Nesne nokta etiketleri

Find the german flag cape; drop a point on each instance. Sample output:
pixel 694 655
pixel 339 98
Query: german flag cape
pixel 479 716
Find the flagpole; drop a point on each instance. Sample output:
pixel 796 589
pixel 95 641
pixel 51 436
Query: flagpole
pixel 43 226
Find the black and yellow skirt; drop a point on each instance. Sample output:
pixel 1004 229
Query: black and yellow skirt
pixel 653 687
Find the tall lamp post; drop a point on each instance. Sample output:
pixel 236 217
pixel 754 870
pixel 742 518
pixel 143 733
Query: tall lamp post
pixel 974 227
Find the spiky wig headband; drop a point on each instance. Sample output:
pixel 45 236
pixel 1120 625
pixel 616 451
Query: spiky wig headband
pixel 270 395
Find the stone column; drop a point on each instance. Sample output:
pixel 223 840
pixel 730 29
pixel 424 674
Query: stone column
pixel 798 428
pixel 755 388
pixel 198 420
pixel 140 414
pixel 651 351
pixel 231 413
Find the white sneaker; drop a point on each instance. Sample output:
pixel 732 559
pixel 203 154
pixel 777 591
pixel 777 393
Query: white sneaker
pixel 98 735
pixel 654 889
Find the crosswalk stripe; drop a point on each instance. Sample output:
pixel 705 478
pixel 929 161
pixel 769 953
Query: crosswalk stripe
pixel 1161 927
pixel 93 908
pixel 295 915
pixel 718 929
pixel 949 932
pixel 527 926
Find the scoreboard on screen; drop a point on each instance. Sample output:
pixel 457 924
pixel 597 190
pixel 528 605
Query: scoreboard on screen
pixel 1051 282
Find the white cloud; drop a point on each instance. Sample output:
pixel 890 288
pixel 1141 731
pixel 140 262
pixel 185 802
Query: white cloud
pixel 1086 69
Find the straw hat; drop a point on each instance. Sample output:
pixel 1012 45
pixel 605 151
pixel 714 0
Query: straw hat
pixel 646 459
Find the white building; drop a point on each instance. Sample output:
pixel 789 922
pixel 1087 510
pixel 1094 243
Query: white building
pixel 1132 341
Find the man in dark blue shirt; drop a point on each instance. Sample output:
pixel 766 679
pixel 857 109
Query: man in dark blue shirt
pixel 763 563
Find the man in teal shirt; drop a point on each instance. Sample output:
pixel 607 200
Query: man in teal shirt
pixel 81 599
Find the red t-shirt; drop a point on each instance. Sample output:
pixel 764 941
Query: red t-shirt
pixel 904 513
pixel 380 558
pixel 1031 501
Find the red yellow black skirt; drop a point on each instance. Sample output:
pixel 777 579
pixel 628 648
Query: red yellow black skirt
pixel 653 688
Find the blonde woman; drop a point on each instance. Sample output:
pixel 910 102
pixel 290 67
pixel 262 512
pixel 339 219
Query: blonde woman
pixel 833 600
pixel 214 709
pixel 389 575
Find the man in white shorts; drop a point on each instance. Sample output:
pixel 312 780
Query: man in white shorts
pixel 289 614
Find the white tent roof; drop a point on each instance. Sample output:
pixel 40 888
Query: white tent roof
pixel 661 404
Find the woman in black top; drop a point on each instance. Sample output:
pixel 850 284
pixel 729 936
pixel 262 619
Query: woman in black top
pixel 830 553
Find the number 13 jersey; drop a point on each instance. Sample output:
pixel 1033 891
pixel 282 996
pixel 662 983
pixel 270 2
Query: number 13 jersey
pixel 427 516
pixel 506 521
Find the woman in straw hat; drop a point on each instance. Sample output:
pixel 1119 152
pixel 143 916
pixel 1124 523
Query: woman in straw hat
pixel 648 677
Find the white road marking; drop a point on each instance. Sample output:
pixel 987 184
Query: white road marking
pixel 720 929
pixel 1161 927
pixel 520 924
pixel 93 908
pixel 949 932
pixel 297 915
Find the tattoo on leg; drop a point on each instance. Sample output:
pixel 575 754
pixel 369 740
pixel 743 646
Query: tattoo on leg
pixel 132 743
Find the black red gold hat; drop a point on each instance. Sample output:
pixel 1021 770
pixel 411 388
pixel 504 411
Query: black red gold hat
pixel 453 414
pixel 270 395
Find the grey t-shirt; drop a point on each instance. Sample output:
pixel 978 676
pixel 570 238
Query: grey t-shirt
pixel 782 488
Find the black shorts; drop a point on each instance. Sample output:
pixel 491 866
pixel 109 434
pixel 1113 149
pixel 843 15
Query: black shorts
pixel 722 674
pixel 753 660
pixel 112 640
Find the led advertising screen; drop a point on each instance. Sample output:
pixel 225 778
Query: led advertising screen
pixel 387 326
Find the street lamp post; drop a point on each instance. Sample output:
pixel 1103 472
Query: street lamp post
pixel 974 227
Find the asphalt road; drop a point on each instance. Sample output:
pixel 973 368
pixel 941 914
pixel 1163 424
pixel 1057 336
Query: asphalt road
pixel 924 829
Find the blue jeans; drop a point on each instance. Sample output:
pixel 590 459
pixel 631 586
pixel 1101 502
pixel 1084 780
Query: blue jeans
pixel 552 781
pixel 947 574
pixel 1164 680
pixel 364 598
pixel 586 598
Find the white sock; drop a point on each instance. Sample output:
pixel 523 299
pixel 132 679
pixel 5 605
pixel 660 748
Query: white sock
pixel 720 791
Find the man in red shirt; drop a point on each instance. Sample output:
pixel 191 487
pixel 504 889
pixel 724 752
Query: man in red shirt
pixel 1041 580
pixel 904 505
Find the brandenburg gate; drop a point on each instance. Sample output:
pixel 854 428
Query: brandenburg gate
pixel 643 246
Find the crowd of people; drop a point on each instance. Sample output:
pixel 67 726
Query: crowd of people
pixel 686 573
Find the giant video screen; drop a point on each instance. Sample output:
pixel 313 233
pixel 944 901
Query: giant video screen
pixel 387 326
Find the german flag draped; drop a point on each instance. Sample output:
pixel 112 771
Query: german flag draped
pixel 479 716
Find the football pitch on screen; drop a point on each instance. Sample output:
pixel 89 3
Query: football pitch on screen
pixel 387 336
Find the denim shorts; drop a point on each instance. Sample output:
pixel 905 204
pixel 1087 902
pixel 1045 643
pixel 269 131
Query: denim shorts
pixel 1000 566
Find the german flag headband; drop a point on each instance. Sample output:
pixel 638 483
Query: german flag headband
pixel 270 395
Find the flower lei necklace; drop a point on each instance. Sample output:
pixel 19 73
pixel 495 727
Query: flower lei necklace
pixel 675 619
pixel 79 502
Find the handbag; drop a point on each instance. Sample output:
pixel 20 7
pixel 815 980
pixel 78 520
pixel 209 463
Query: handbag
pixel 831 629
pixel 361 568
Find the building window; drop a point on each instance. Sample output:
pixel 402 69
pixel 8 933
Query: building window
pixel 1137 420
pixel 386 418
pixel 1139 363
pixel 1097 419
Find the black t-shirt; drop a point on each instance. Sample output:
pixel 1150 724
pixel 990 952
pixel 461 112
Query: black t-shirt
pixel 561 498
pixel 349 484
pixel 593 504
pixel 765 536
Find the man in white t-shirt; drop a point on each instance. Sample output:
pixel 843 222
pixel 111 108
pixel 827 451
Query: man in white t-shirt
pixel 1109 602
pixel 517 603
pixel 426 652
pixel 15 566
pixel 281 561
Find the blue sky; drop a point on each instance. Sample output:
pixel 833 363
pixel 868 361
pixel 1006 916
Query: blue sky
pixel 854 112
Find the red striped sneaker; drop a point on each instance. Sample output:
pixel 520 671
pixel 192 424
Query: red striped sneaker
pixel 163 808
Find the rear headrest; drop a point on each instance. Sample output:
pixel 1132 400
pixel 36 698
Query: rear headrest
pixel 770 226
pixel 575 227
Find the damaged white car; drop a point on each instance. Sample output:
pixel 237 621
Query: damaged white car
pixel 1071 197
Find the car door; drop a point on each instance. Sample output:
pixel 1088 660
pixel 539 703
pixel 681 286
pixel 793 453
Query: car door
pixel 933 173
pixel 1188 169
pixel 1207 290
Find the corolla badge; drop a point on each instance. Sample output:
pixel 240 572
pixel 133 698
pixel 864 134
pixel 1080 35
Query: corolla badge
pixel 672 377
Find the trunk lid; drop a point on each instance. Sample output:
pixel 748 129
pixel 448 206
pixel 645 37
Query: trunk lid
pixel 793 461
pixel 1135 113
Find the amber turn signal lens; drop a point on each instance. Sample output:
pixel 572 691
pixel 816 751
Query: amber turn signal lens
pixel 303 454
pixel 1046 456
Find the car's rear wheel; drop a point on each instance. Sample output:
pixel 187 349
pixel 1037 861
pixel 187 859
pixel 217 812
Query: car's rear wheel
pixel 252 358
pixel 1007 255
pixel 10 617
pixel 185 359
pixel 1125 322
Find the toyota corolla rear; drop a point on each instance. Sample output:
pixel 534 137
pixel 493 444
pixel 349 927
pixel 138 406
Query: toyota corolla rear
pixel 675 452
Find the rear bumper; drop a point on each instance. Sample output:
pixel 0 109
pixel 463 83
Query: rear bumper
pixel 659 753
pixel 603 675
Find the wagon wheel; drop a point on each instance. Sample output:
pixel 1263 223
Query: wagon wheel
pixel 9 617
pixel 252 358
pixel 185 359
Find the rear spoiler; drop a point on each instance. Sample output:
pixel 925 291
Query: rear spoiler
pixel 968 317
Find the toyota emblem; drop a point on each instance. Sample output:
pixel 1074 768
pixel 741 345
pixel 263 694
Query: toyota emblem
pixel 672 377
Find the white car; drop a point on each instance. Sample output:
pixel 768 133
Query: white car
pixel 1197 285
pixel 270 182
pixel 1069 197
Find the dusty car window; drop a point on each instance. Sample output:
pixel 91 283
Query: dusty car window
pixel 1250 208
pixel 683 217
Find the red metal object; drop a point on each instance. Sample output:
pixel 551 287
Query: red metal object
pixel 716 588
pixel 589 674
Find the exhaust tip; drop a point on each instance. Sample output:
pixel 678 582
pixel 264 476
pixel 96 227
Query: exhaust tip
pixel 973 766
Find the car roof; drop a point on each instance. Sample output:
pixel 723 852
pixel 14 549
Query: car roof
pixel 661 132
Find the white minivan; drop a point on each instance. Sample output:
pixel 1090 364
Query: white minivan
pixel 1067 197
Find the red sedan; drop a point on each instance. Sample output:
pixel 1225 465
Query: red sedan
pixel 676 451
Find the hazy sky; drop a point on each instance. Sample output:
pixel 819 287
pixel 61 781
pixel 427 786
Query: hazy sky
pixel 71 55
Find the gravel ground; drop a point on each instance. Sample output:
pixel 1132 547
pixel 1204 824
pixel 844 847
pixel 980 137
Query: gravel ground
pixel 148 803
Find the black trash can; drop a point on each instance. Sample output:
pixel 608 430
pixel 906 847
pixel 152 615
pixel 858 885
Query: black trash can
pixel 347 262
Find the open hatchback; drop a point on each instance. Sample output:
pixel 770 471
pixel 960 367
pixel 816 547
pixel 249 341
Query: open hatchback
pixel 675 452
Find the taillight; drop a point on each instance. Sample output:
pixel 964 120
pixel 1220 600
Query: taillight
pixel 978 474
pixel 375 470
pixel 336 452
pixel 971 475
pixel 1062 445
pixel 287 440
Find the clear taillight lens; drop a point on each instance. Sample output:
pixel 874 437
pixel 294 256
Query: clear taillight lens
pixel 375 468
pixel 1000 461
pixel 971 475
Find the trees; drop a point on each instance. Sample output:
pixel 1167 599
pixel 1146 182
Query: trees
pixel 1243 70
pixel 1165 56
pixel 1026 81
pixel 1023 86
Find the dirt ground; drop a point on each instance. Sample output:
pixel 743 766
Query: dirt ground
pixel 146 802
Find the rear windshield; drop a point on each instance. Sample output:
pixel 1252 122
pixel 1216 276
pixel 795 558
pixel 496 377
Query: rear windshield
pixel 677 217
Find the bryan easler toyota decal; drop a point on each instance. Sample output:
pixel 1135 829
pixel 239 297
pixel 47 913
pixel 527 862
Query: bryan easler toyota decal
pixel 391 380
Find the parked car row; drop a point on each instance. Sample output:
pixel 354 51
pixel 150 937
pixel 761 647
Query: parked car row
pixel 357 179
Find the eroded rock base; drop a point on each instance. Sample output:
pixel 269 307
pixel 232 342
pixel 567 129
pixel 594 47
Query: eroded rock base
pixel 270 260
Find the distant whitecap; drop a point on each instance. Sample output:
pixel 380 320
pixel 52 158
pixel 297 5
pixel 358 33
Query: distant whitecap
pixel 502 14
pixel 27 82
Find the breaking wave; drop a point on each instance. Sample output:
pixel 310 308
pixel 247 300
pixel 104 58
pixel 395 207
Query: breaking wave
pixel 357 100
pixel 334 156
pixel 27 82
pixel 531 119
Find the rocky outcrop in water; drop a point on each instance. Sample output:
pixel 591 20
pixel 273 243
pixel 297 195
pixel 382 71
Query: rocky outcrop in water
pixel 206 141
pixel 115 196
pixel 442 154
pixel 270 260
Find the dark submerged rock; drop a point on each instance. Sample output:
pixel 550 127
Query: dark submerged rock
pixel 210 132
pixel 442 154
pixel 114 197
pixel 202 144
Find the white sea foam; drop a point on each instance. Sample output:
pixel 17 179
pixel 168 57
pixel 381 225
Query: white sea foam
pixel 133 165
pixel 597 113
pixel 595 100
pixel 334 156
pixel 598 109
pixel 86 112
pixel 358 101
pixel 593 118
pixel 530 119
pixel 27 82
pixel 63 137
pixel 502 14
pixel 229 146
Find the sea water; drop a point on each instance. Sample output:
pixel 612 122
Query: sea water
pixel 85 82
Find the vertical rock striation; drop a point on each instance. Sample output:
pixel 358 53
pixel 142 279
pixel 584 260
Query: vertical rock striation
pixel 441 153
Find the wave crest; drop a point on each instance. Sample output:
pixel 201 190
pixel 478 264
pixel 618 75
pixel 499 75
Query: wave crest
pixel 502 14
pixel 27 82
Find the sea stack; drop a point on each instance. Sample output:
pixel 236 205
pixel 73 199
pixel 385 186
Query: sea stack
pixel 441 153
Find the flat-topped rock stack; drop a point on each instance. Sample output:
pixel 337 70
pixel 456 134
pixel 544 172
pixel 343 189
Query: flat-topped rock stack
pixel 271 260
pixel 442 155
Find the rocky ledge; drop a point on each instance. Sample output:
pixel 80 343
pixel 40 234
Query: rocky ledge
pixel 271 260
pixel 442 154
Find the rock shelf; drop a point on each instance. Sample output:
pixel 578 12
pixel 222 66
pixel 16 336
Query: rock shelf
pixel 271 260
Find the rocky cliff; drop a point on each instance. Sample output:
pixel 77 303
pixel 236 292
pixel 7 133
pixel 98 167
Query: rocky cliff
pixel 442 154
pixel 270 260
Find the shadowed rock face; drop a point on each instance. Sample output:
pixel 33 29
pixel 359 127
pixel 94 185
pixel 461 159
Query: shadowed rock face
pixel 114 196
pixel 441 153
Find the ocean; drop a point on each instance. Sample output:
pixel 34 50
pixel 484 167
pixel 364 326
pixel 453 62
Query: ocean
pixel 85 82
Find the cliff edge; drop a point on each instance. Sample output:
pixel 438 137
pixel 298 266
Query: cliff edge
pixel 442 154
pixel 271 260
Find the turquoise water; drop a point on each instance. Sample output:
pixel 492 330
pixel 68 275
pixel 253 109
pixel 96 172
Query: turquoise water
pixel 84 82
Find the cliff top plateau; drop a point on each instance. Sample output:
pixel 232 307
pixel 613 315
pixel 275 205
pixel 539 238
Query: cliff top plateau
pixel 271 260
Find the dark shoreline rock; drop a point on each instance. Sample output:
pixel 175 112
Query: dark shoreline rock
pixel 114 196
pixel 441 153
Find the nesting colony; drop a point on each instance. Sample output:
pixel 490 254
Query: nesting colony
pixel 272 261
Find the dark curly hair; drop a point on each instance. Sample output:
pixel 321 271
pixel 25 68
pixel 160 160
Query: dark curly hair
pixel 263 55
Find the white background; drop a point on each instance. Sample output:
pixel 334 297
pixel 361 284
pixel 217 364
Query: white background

Görev: Yukarıdaki satırlardan "Find the rock shelf;" geçen satırdan "pixel 84 82" geçen satıra kadar olanları, iki uçtaki satır da dahil, hiç değiştirmeden tekrar yazın.

Görev çıktısı:
Find the rock shelf; drop a point on each instance. Sample output:
pixel 578 12
pixel 222 66
pixel 16 336
Query: rock shelf
pixel 271 260
Find the rocky cliff; drop a point on each instance. Sample output:
pixel 77 303
pixel 236 292
pixel 7 133
pixel 98 167
Query: rocky cliff
pixel 442 154
pixel 270 260
Find the shadowed rock face; drop a point on each instance. Sample output:
pixel 33 29
pixel 359 127
pixel 94 185
pixel 461 159
Query: shadowed rock face
pixel 114 196
pixel 441 153
Find the ocean; drop a point on each instance. Sample output:
pixel 34 50
pixel 484 167
pixel 364 326
pixel 453 62
Query: ocean
pixel 85 82
Find the cliff edge; drop a point on each instance. Sample output:
pixel 438 137
pixel 298 266
Query: cliff edge
pixel 442 154
pixel 271 260
Find the turquoise water; drop a point on each instance. Sample output:
pixel 492 330
pixel 68 275
pixel 253 109
pixel 96 172
Query: turquoise water
pixel 84 82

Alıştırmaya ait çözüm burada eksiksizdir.